A faithful copy of the entries is required, with no images in it.

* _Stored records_
********************

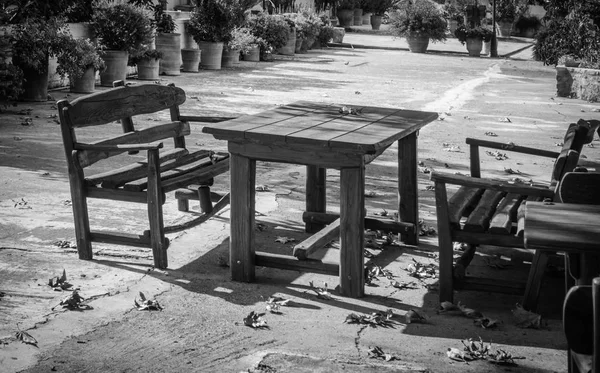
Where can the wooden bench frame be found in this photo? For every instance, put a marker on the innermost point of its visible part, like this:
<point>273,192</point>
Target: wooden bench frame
<point>141,182</point>
<point>480,198</point>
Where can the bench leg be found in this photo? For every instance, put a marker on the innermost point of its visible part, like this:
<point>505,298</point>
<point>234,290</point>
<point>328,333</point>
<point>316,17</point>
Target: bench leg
<point>352,231</point>
<point>155,213</point>
<point>241,246</point>
<point>408,202</point>
<point>80,215</point>
<point>316,178</point>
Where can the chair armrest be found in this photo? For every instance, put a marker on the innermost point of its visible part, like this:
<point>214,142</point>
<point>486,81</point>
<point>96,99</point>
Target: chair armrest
<point>504,186</point>
<point>118,147</point>
<point>511,147</point>
<point>195,118</point>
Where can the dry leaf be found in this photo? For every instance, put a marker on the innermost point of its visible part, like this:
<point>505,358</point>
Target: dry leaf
<point>255,320</point>
<point>147,304</point>
<point>526,319</point>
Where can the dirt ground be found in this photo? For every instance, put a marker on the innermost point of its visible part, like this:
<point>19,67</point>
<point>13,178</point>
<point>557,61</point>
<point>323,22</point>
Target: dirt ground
<point>200,328</point>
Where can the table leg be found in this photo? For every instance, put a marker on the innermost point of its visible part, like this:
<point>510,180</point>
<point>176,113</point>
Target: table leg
<point>408,199</point>
<point>241,245</point>
<point>352,230</point>
<point>315,194</point>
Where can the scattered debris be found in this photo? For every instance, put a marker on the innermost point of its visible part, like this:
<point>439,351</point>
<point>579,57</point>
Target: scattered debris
<point>413,316</point>
<point>374,319</point>
<point>255,320</point>
<point>284,240</point>
<point>147,304</point>
<point>322,293</point>
<point>377,353</point>
<point>497,155</point>
<point>526,319</point>
<point>420,270</point>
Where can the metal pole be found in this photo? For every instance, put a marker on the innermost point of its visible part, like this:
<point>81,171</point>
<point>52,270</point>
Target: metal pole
<point>494,46</point>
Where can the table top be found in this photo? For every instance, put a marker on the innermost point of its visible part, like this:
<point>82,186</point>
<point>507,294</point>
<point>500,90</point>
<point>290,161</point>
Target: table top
<point>363,129</point>
<point>562,226</point>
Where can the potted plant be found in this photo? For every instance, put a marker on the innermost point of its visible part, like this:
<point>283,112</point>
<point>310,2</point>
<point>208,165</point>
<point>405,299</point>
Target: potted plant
<point>345,12</point>
<point>148,64</point>
<point>378,8</point>
<point>122,29</point>
<point>80,61</point>
<point>419,21</point>
<point>270,31</point>
<point>35,40</point>
<point>474,37</point>
<point>168,42</point>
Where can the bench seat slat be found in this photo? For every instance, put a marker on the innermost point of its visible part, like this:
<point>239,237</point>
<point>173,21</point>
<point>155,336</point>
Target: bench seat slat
<point>462,203</point>
<point>148,135</point>
<point>506,214</point>
<point>479,219</point>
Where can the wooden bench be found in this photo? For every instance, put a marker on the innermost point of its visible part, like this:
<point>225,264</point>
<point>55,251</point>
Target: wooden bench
<point>164,170</point>
<point>486,212</point>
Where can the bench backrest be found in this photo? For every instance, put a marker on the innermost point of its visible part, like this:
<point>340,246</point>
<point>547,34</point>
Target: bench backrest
<point>120,104</point>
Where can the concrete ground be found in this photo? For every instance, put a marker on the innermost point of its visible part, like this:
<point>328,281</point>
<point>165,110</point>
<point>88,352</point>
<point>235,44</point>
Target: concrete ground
<point>201,326</point>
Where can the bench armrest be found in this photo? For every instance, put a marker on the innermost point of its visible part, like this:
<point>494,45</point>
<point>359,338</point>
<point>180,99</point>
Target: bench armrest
<point>477,182</point>
<point>511,147</point>
<point>119,147</point>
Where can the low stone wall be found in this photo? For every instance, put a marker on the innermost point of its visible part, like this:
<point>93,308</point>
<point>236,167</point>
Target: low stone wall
<point>578,83</point>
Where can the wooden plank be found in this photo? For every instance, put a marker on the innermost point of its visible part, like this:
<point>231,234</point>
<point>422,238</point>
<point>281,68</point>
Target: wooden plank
<point>148,135</point>
<point>479,219</point>
<point>381,133</point>
<point>138,168</point>
<point>122,102</point>
<point>119,195</point>
<point>316,194</point>
<point>241,252</point>
<point>318,240</point>
<point>446,280</point>
<point>290,263</point>
<point>462,203</point>
<point>352,217</point>
<point>155,214</point>
<point>371,222</point>
<point>512,147</point>
<point>297,154</point>
<point>185,175</point>
<point>506,214</point>
<point>408,198</point>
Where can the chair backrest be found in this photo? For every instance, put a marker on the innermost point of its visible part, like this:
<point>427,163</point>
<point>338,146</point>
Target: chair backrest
<point>120,103</point>
<point>578,134</point>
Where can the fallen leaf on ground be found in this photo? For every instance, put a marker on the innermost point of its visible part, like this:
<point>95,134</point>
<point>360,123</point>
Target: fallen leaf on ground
<point>255,320</point>
<point>322,293</point>
<point>147,304</point>
<point>284,240</point>
<point>413,316</point>
<point>526,319</point>
<point>377,353</point>
<point>25,338</point>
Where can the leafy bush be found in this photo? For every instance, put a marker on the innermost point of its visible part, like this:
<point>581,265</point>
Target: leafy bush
<point>418,17</point>
<point>463,33</point>
<point>271,29</point>
<point>122,27</point>
<point>77,56</point>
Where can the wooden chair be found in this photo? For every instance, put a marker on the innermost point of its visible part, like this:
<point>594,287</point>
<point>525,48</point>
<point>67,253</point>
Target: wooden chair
<point>581,323</point>
<point>140,182</point>
<point>485,212</point>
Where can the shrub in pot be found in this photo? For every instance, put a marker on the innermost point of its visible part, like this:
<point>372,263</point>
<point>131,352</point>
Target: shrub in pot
<point>122,29</point>
<point>419,21</point>
<point>79,61</point>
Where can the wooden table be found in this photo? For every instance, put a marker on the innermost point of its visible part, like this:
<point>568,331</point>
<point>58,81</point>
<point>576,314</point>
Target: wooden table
<point>571,228</point>
<point>320,136</point>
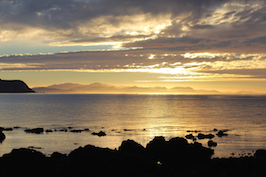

********************

* _SOLVED PROBLEM_
Where can the wooden bench frame be found in this photo? For every instance, put a marker on the innermost point of its visible part, like this:
<point>273,192</point>
Target: wooden bench frame
<point>141,182</point>
<point>480,198</point>
Where can the bench leg be found in this photo? For every instance, put a marker on the innermost point of its visible part, like this:
<point>505,298</point>
<point>234,290</point>
<point>328,333</point>
<point>316,17</point>
Target: bench leg
<point>352,231</point>
<point>155,213</point>
<point>241,246</point>
<point>408,202</point>
<point>80,215</point>
<point>316,178</point>
Where can the chair armrest be found in this photo? For every instance, put a marker on the innermost point of its visible part, like this:
<point>214,142</point>
<point>486,81</point>
<point>96,99</point>
Target: chair armrest
<point>504,186</point>
<point>118,147</point>
<point>511,147</point>
<point>195,118</point>
Where can the dry leaf be found in this photo? For every instance, put a marker on the innermost point of its visible part, like this:
<point>505,358</point>
Target: dry leaf
<point>255,320</point>
<point>147,304</point>
<point>526,319</point>
Where can the dirt ground be found in this photo? For every instance, put a marker on the innermost point of its visible part, like this:
<point>19,67</point>
<point>13,178</point>
<point>557,61</point>
<point>323,22</point>
Target: dirt ground
<point>200,328</point>
Where can the table leg be found in this photo? For every instance, put a marker on the innermost point of its visible part, like this:
<point>510,180</point>
<point>176,113</point>
Target: table leg
<point>408,199</point>
<point>241,245</point>
<point>352,230</point>
<point>315,194</point>
Where can the scattered debris be found in this photo? For every instance, put a marker on the innermost point of its visible part, like this:
<point>439,351</point>
<point>579,57</point>
Target: scattered debris
<point>413,316</point>
<point>374,319</point>
<point>255,320</point>
<point>284,240</point>
<point>147,304</point>
<point>322,293</point>
<point>377,353</point>
<point>497,155</point>
<point>526,319</point>
<point>420,270</point>
Where can the metal pole be found in this photo? For every instance, put a marker on the innermost point of its visible part, like this:
<point>81,171</point>
<point>52,270</point>
Target: metal pole
<point>494,46</point>
Where can the table top be found in this photo? For every instance, put a marker on the innermost point of its visible part, like this:
<point>82,186</point>
<point>507,294</point>
<point>500,90</point>
<point>290,161</point>
Target: table top
<point>363,129</point>
<point>562,226</point>
Where can the potted plant be found in this photo? For every instance, put a marker on the innermost point of its visible part, like this:
<point>283,112</point>
<point>310,2</point>
<point>208,165</point>
<point>405,299</point>
Target: potted plant
<point>345,12</point>
<point>148,64</point>
<point>378,8</point>
<point>122,29</point>
<point>80,61</point>
<point>419,21</point>
<point>270,31</point>
<point>35,40</point>
<point>474,37</point>
<point>168,42</point>
Where can the bench seat slat be found in this photo? For every instance, put a marker on the innermost point of its visible part, like this:
<point>239,237</point>
<point>173,21</point>
<point>155,336</point>
Target: bench seat slat
<point>462,203</point>
<point>148,135</point>
<point>506,214</point>
<point>479,219</point>
Where can the wooden bench be found in this photo? For every instance, put a marker on the innermost point of its visible part, like this:
<point>225,264</point>
<point>55,251</point>
Target: wooden bench
<point>164,170</point>
<point>486,212</point>
Where can the bench backrest be found in this photo? For every instance, put a marker on the innermost point of its visible part, like this:
<point>340,246</point>
<point>547,34</point>
Target: bench backrest
<point>120,104</point>
Where can the concrete ground be found in this photo? For every instance, put a marker on the innermost point of its visible part, like this:
<point>328,281</point>
<point>165,110</point>
<point>88,352</point>
<point>235,44</point>
Target: concrete ground
<point>201,326</point>
Where can the bench armrest be found in this photo? For every instance, put a marker on the innermost point of its visible part, like this:
<point>494,45</point>
<point>359,338</point>
<point>180,99</point>
Target: bench armrest
<point>477,182</point>
<point>511,147</point>
<point>119,147</point>
Where can the low stone wall be found in this photo? For every instance, put a marker on the innermost point of its visible part, like this:
<point>93,308</point>
<point>236,167</point>
Target: low stone wall
<point>578,83</point>
Where can the wooden plank be found in this photo? For every instance, put a marker on the innermost point of its visible part, like this:
<point>231,234</point>
<point>422,238</point>
<point>281,68</point>
Target: wooden plank
<point>148,135</point>
<point>479,219</point>
<point>381,133</point>
<point>138,168</point>
<point>122,102</point>
<point>119,195</point>
<point>316,194</point>
<point>241,252</point>
<point>318,240</point>
<point>446,280</point>
<point>290,263</point>
<point>462,203</point>
<point>352,217</point>
<point>155,214</point>
<point>371,222</point>
<point>512,147</point>
<point>297,154</point>
<point>185,175</point>
<point>506,214</point>
<point>408,198</point>
Where can the chair backrest be found in this photo? For every instance, put a marker on the innermost point of its visible part, like this:
<point>427,163</point>
<point>338,146</point>
Target: chair backrest
<point>120,103</point>
<point>578,134</point>
Where can the fallen leaf on ground be found in this photo? For every instance, put a marker on the innermost point of its visible part, like this:
<point>95,134</point>
<point>360,123</point>
Target: fallen leaf on ground
<point>255,320</point>
<point>322,293</point>
<point>147,304</point>
<point>284,240</point>
<point>413,316</point>
<point>526,319</point>
<point>377,353</point>
<point>25,338</point>
Where can the leafy bush be found in this photo? For every instance, put a marker on the innermost point of its visible part, like this:
<point>581,265</point>
Target: leafy bush
<point>418,17</point>
<point>463,33</point>
<point>271,29</point>
<point>122,27</point>
<point>77,56</point>
Where can the wooden chair be found in this photo? For every instance, put a marker on the innermost point of its visible part, like this:
<point>594,287</point>
<point>525,48</point>
<point>67,253</point>
Target: wooden chair
<point>581,323</point>
<point>140,182</point>
<point>485,212</point>
Where can the shrub in pot be found in this photo? For every instance, put a marker on the innermost point of its visible part, like this:
<point>372,263</point>
<point>131,352</point>
Target: shrub in pot
<point>122,29</point>
<point>419,21</point>
<point>79,61</point>
Where can the wooden table be found in this photo? For every instance, put a marker on the innermost point of its visible part, like this:
<point>568,331</point>
<point>58,81</point>
<point>576,314</point>
Target: wooden table
<point>571,228</point>
<point>320,136</point>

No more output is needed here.